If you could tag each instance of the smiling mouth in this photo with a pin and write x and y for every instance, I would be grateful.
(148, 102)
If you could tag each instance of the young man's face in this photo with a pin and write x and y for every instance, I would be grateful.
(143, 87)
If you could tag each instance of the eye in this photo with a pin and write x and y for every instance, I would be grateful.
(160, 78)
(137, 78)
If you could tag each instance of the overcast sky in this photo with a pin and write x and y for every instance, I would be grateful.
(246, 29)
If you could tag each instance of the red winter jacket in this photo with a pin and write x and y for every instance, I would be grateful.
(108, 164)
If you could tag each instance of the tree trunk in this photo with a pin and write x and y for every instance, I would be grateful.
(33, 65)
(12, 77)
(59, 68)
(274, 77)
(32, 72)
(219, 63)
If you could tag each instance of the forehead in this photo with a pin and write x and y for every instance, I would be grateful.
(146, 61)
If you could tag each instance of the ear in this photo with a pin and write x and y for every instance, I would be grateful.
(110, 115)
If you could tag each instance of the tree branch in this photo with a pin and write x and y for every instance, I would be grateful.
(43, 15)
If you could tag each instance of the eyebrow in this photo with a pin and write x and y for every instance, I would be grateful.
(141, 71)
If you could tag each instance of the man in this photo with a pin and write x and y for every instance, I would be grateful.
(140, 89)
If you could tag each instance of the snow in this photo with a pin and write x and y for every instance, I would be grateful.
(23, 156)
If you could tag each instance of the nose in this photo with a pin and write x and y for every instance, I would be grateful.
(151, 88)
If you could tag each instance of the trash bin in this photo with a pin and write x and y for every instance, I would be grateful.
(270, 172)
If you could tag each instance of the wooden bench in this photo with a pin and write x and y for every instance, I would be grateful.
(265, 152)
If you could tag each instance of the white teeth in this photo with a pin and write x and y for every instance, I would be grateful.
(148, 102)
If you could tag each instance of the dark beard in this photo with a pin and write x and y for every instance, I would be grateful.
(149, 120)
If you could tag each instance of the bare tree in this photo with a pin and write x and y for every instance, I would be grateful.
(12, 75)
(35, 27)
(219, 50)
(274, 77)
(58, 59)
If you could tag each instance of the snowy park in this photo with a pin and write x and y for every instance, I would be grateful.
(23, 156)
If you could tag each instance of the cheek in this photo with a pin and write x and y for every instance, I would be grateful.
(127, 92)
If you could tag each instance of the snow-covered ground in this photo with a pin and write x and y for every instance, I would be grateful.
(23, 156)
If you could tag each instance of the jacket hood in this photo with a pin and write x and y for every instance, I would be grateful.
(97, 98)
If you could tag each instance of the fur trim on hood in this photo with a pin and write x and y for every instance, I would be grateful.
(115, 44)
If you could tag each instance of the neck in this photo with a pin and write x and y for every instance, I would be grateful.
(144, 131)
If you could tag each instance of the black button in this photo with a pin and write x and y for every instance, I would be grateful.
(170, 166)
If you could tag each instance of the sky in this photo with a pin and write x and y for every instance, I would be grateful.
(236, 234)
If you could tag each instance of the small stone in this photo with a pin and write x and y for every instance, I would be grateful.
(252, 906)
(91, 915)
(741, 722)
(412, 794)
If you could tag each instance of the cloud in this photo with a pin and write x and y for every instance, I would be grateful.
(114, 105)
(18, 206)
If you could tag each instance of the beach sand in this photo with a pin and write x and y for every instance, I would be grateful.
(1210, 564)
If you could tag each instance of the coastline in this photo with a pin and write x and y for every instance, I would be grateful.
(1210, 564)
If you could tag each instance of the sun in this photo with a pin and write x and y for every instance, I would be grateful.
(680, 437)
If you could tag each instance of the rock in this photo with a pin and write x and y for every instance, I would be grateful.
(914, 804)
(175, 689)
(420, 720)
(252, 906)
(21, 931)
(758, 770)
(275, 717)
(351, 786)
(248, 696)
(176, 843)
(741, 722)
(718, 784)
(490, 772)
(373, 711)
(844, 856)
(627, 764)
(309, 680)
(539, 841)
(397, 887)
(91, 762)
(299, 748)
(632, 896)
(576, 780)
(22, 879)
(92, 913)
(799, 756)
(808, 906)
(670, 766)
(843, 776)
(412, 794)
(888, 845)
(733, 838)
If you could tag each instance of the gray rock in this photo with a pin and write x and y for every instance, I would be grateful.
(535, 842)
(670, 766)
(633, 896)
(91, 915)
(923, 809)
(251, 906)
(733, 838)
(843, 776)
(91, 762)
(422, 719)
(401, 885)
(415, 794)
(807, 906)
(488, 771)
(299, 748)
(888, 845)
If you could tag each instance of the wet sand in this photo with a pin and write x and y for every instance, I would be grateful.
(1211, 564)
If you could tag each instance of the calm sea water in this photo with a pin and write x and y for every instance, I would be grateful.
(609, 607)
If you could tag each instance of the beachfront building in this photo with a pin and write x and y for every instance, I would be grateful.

—————

Exercise directions
Return each of the rows above verbatim, reproducing every line in its original order and without alteration.

The completed task
If you could tag each instance of the smiling mouth in this photo with a pin and write x and y for every instance, I would be grateful.
(148, 102)
If you could tag each instance of the young man's face in this photo with a pin and write x and y for every instance, I would be grateful.
(143, 87)
If you could tag each instance of the eye in this photo with a pin and write x and y for every instance, I would be grateful.
(160, 78)
(137, 78)
If you could tag each instance of the overcast sky in this photo with a pin and write x and y for every instance, I would be grateful.
(246, 29)
If you could tag each instance of the red winter jacket in this photo with a pin and write x and y for every instance, I would be grateful.
(108, 164)
If you could tag each instance of the tree trunk in this photo with a pin and write x and y for every instance, I would be grateful.
(33, 65)
(12, 77)
(59, 68)
(274, 77)
(32, 72)
(219, 63)
If you could tag each instance of the forehead in this photo with a pin and write x and y for every instance, I would be grateful.
(146, 61)
If you could tag each instance of the ear in this photo with a pin and write x and y for every instance, I would be grateful.
(110, 115)
If you could tag each instance of the tree branch in this photo with a pin and write x and y for every instance, I would be grateful.
(43, 15)
If you could tag each instance of the eyebrow in this photo with a pin and write x and y for every instance, I would be grateful.
(141, 71)
If you could tag each instance of the man in this photo with a pin and write x and y for every instance, I would be grateful.
(140, 89)
If you could tag each instance of the snow in this photo with a pin and write x and y for every instance, I would be grateful.
(23, 156)
If you could tag each instance of the nose in this photo with a pin and write x and y for every instance, I would be grateful.
(151, 88)
If you could tag each instance of the trash bin in this photo with a pin and write x and y for every instance, I would be grateful.
(270, 172)
If you could tag each instance of the wooden bench in this photo with a pin and write x and y for every instance, I would be grateful.
(265, 152)
If you could tag each instance of the white teeth in this photo with a pin and write x and y for every instance, I would be grateful.
(148, 102)
If you could tag each instance of the dark beard in this photo with a pin and write x and y for every instance, I would be grateful.
(149, 120)
If you could tag each instance of the bare tree in this photo with a pin and write x and y for every instance, I would be grateful.
(12, 75)
(35, 27)
(219, 50)
(274, 77)
(58, 59)
If you could tag each instance of the snowy park in this photo with a pin and write x and y for every instance, I would be grateful.
(23, 156)
If you could tag each instance of the cheek in this photo with a pin and write x and y for every instance, I would be grateful.
(127, 92)
If you could tag each instance of the snow-covered ground in this photo with a pin and write x and y for every instance, I would be grateful.
(23, 156)
If you could tag each instance of the jacket hood in this photo with a pin and write x and y for every instance, I would be grateful.
(97, 98)
If you could tag each instance of the fur trim on hood in this photo with a pin and write x and y for every instance, I would be grateful.
(115, 44)
If you could tag each instance of the neck in this photo with a pin and write x and y for every instance, I would be grateful.
(144, 131)
If you could tag each instance of the black button in this photo with a pin and write x and y for every instance, I would be grateful.
(170, 166)
If you could tag each instance of the sky in this photo with a pin and write x and y for every instance, I would be grateful.
(236, 234)
If you could tag each instance of the small stone in this photo with a pin and write x and y for every instance, I would be grateful.
(252, 906)
(91, 915)
(741, 722)
(412, 794)
If you could tag each instance of the cloud in this photo with a pin and write x and y for every instance, I would be grateful.
(114, 105)
(18, 206)
If you could tag each instance of the beach sand in this photo with a pin and write x and y for every instance, I would be grateful.
(1210, 564)
If you could tag each instance of the coastline in this photo with a pin and write x and y for every instance, I would be grateful.
(1210, 564)
If you could tag each instance of the sun in this photo with a pin and write x and y for every instance, I would be grateful.
(680, 437)
If you could tag each instance of the rock in this photo with a pin and write x and y for every instance, I would be grateful.
(914, 804)
(175, 689)
(420, 720)
(252, 906)
(21, 931)
(758, 770)
(275, 717)
(351, 786)
(248, 696)
(176, 843)
(741, 722)
(718, 784)
(490, 772)
(373, 711)
(844, 856)
(627, 764)
(309, 680)
(539, 841)
(397, 887)
(91, 762)
(299, 748)
(632, 896)
(576, 780)
(22, 879)
(92, 913)
(799, 756)
(808, 906)
(670, 766)
(843, 776)
(412, 794)
(888, 845)
(733, 838)
If you could tag each instance of the gray rock in this photo with a pin and write x and y for every instance, I would be grateful.
(535, 842)
(670, 766)
(633, 896)
(91, 915)
(923, 809)
(251, 906)
(733, 838)
(843, 776)
(91, 762)
(422, 719)
(401, 885)
(415, 794)
(807, 906)
(488, 771)
(299, 748)
(888, 845)
If you could tag each instance of the wet sand in this photo with a pin and write x and y for every instance, I would be grateful.
(1211, 564)
If you could tag each instance of the calm sea water in this photo with a pin and write x and y for every instance, I would be grateful.
(609, 607)
If you could tag each instance of the beachfront building in this photo with a pin and write x and y for every instance, I would be grateful.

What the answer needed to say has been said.